## [AUFGABENSTELLUNG]
Für welche Geräte kamen laut dem Text über die Prüfung von Pflanzenschutzgeräten wegen des Bienensterbens weitere Anforderungen hinzu?

## [TEXTAUSZUG]
=-=-=-=-=

Die Verzahnung von Pflanzenschutzgeräteprüfung und Zulassung der Pflanzenschutzmittel zeigt sich auf vielen Gebieten und hat die Voraussetzungen für einen sicheren und umweltschonenden Pflanzenschutz geschaffen. Auf plötzlich und unerwartet eintretende Ereignisse wie das Bienensterben im Jahr 2008 konnte in gemeinsamen Anstrengungen schnell und effektiv reagiert werden, wodurch die Wichtigkeit der Zusammenarbeit der für die Zulassung der Pflanzenschutzmittel und die Prüfung der Pflanzenschutzgeräte zuständigen Behörden erneut unter Beweis gestellt werden konnte.*

Stichwörter: Pflanzenschutzgeräte, Pflanzenschutzmittel, Geräteprüfung, Zulassung

Abstract

The interlocking of the testing of plant protection equipment and the authorization of pesticides concerns many areas of plant protection and is the prerequisite for a safe and environmental friendly application of pesticides. There have been quick and effective reactions to suddenly and unexpected occurring incidents like the bee incident in 2008, which showed the importance of the collaboration of all authorities responsible for the authorization of pesticides and for the testing of plant protection equipment.

Key words: Plant protection equipment, pesticides, plant protection equipment test, authorization

Einleitung

Die Prüfung der Pflanzenschutzgeräte ist eng mit der Zulassung der Pflanzenschutzmittel verknüpft. Pflanzenschutzgeräte, die dem Stand der Technik entsprechen, bieten die Gewähr, dass sich die Pflanzenschutzmittel so ausbringen lassen, dass keine unvertretbaren Auswirkungen auf die Gesundheit von Mensch und Tier sowie auf den Naturhaushalt entstehen. Die Bewertungen der Pflanzenschutzmittel im Zulassungsverfahren beruhen in vielen Teilen auf der Voraussetzung, dass die Anwendung mit technisch einwandfreien Geräten erfolgt und dass deren Eigenschaften bekannt sind. Dazu gehören neben einer sicheren Bedienbarkeit auch die Reduzierung von Verlusten, z.B. durch Abdrift oder beim Ent­leeren und Reinigen des Gerätes und des Pflanzenschutzmittelbehälters. Der Anwenderschutz spielt ebenso eine wesentliche Rolle. In den letzten drei Jahren kamen auf Grund des Bienensterbens als Folge von Beizstaubabdrift bei der Aussaat von mit Insektiziden gebeiztem Mais­saatgut weitere Anforderungen an Beizgeräte und komplette Beizanlagen, an Sägeräte und an Granulatstreuer dazu.

=-=-=-=-=

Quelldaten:
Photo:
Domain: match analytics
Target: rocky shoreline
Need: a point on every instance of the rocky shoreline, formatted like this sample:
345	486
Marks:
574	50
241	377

=-=-=-=-=

## [ERWARTETE ANTWORT]
Für Beizgeräte und komplette Beizanlagen, für Sägeräte und für Granulatstreuer.